*Extracted entries:*
►
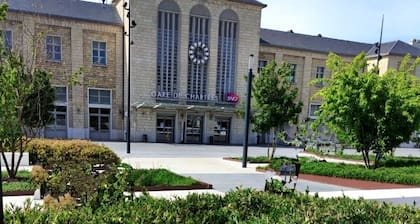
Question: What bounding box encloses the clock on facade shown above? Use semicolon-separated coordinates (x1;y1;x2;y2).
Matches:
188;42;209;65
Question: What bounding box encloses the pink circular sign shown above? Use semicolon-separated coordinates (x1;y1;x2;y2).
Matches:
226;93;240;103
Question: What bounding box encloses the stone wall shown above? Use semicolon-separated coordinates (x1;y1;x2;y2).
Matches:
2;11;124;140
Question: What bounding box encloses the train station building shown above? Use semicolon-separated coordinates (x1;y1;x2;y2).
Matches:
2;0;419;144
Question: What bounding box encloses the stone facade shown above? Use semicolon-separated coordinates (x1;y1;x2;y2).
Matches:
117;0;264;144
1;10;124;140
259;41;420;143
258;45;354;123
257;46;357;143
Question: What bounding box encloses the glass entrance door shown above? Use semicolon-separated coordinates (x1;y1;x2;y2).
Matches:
◄
►
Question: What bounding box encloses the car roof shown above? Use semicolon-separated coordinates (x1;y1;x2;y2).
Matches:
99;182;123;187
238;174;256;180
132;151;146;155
◄
*Task goal:* In the records above, find every line that contains the word "semicolon" and copy it.

*Written answer:*
Question: What bounding box encloses the clock on facade shown above? Use semicolon-separated coordinates (x1;y1;x2;y2).
Question: What bounding box encloses the pink circular sign shown above? Use semicolon-separated coordinates (x1;y1;x2;y2).
Question: What bounding box encloses the stone wall shown above? Use semicolon-separated coordinates (x1;y1;x2;y2).
Question: What bounding box encloses the train station building shown above? Use semicolon-separated coordinates (x1;y1;x2;y2).
Question: What bounding box encloses the stone facade shown above? Use semicolon-separated coordinates (x1;y1;x2;y2).
Question: What bounding box encloses the glass entrance door shown above? Use semicolon-separated coordinates (x1;y1;x2;y2).
Question: What bounding box encloses the car roof shown above? Use semicolon-separated coordinates (x1;y1;x2;y2).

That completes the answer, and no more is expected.